_WHAT IS NEEDED_.
Format only the lines from the one containing "One point for each instance of the flag on" through the end of the items below as a JSON list of strings, one string per line and with blank lines omitted.

++++ INFORMATION SUPPLIED ++++

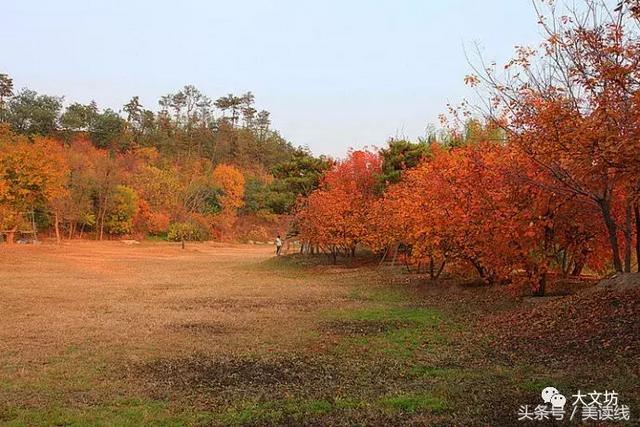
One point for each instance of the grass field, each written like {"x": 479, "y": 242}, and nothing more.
{"x": 110, "y": 334}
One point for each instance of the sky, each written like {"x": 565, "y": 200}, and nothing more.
{"x": 334, "y": 74}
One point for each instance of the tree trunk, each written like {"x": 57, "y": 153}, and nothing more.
{"x": 441, "y": 269}
{"x": 431, "y": 268}
{"x": 57, "y": 227}
{"x": 628, "y": 234}
{"x": 637, "y": 212}
{"x": 542, "y": 284}
{"x": 579, "y": 262}
{"x": 612, "y": 229}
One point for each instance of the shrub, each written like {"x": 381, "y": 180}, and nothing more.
{"x": 187, "y": 231}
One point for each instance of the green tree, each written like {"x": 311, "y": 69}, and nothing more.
{"x": 33, "y": 114}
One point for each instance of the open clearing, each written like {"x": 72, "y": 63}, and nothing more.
{"x": 110, "y": 334}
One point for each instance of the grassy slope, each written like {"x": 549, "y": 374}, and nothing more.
{"x": 377, "y": 354}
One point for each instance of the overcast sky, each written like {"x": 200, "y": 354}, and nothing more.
{"x": 334, "y": 74}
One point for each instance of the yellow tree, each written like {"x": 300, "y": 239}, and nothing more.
{"x": 231, "y": 181}
{"x": 31, "y": 175}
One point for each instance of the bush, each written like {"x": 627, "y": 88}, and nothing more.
{"x": 187, "y": 231}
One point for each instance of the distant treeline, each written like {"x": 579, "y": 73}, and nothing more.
{"x": 187, "y": 171}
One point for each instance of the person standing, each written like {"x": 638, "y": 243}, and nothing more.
{"x": 278, "y": 245}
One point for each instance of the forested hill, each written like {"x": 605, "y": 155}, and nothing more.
{"x": 187, "y": 123}
{"x": 190, "y": 169}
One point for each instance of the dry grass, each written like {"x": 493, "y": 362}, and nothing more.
{"x": 110, "y": 334}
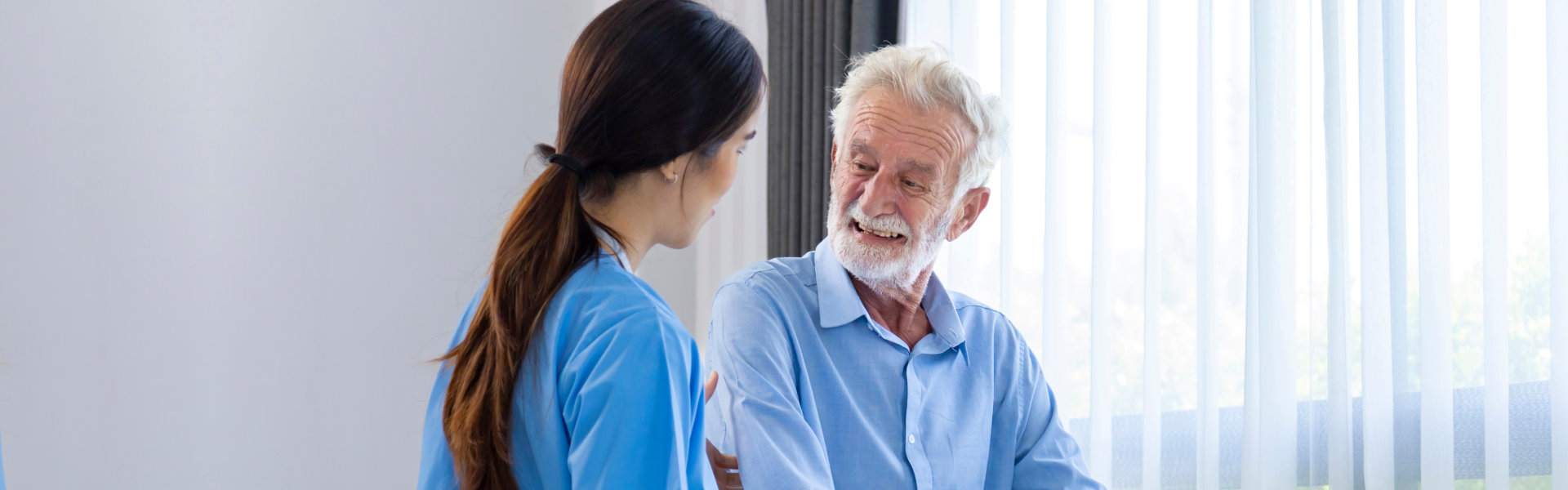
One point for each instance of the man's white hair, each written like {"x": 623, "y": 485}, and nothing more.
{"x": 925, "y": 78}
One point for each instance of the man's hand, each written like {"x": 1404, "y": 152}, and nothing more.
{"x": 726, "y": 470}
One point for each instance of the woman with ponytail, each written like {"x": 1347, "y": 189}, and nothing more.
{"x": 568, "y": 371}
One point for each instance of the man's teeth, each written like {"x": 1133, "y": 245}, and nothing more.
{"x": 884, "y": 234}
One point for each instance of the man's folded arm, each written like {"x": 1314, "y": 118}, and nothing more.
{"x": 1046, "y": 457}
{"x": 753, "y": 352}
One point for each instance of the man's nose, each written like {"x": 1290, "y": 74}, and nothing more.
{"x": 879, "y": 197}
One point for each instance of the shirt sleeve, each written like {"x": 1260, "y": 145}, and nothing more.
{"x": 434, "y": 457}
{"x": 1048, "y": 457}
{"x": 632, "y": 408}
{"x": 751, "y": 349}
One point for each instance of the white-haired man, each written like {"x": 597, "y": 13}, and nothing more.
{"x": 852, "y": 367}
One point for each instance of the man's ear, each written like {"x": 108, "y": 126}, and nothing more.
{"x": 969, "y": 209}
{"x": 833, "y": 158}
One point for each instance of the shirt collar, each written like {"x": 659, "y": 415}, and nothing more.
{"x": 838, "y": 304}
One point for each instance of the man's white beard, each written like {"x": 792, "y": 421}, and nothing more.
{"x": 883, "y": 267}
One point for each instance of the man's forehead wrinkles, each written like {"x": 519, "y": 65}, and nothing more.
{"x": 937, "y": 140}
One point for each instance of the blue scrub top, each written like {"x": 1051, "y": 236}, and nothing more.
{"x": 608, "y": 396}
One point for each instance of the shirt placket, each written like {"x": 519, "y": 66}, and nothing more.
{"x": 915, "y": 434}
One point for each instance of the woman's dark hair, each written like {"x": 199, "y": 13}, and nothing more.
{"x": 648, "y": 81}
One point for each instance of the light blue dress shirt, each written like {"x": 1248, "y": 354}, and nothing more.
{"x": 816, "y": 394}
{"x": 610, "y": 394}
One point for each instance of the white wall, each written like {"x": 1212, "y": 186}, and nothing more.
{"x": 233, "y": 234}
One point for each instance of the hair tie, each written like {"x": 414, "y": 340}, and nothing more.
{"x": 568, "y": 163}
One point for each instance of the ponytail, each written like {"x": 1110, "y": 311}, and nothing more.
{"x": 545, "y": 241}
{"x": 647, "y": 82}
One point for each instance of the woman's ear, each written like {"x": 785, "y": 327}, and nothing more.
{"x": 673, "y": 170}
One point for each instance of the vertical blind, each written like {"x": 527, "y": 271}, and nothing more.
{"x": 1281, "y": 244}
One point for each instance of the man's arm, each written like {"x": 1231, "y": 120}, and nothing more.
{"x": 764, "y": 423}
{"x": 1046, "y": 457}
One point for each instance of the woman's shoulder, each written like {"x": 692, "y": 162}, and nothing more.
{"x": 606, "y": 294}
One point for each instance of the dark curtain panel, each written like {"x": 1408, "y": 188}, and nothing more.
{"x": 809, "y": 44}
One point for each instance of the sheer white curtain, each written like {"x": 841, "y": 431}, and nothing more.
{"x": 1281, "y": 244}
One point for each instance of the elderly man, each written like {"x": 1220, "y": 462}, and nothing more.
{"x": 852, "y": 367}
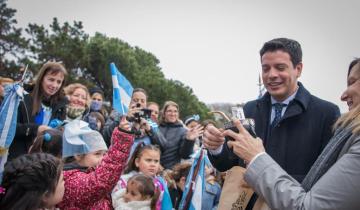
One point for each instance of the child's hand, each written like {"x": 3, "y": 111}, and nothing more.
{"x": 124, "y": 124}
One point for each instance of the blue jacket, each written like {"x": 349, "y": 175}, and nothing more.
{"x": 297, "y": 140}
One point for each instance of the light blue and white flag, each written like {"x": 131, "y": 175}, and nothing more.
{"x": 8, "y": 119}
{"x": 122, "y": 91}
{"x": 198, "y": 185}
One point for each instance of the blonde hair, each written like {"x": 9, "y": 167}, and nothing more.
{"x": 70, "y": 89}
{"x": 352, "y": 118}
{"x": 52, "y": 68}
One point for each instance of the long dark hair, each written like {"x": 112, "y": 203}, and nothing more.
{"x": 48, "y": 141}
{"x": 38, "y": 94}
{"x": 139, "y": 150}
{"x": 26, "y": 180}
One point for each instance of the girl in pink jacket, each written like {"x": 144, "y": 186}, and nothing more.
{"x": 93, "y": 173}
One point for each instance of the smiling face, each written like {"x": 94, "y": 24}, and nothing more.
{"x": 97, "y": 97}
{"x": 51, "y": 83}
{"x": 154, "y": 112}
{"x": 132, "y": 192}
{"x": 171, "y": 114}
{"x": 279, "y": 75}
{"x": 352, "y": 93}
{"x": 149, "y": 162}
{"x": 78, "y": 98}
{"x": 138, "y": 98}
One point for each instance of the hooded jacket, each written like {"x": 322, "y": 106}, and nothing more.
{"x": 91, "y": 188}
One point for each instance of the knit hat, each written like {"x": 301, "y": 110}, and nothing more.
{"x": 79, "y": 138}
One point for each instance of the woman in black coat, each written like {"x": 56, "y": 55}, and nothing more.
{"x": 45, "y": 103}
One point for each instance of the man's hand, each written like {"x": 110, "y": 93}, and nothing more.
{"x": 244, "y": 145}
{"x": 195, "y": 132}
{"x": 213, "y": 138}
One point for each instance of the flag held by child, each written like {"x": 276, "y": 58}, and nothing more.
{"x": 122, "y": 91}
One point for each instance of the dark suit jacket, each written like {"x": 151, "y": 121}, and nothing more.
{"x": 298, "y": 139}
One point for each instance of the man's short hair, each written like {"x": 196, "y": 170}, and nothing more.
{"x": 287, "y": 45}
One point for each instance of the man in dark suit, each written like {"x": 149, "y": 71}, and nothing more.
{"x": 294, "y": 125}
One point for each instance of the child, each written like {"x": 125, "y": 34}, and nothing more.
{"x": 146, "y": 160}
{"x": 178, "y": 175}
{"x": 93, "y": 173}
{"x": 48, "y": 141}
{"x": 140, "y": 194}
{"x": 32, "y": 181}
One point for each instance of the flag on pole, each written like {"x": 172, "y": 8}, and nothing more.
{"x": 8, "y": 119}
{"x": 122, "y": 91}
{"x": 195, "y": 183}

++++

_SOLUTION_.
[
  "One point for each instance of the flag on pole, each written like {\"x\": 172, \"y\": 8}, and nothing more.",
  "{\"x\": 8, \"y\": 119}",
  "{\"x\": 122, \"y\": 91}",
  "{\"x\": 195, \"y\": 183}"
]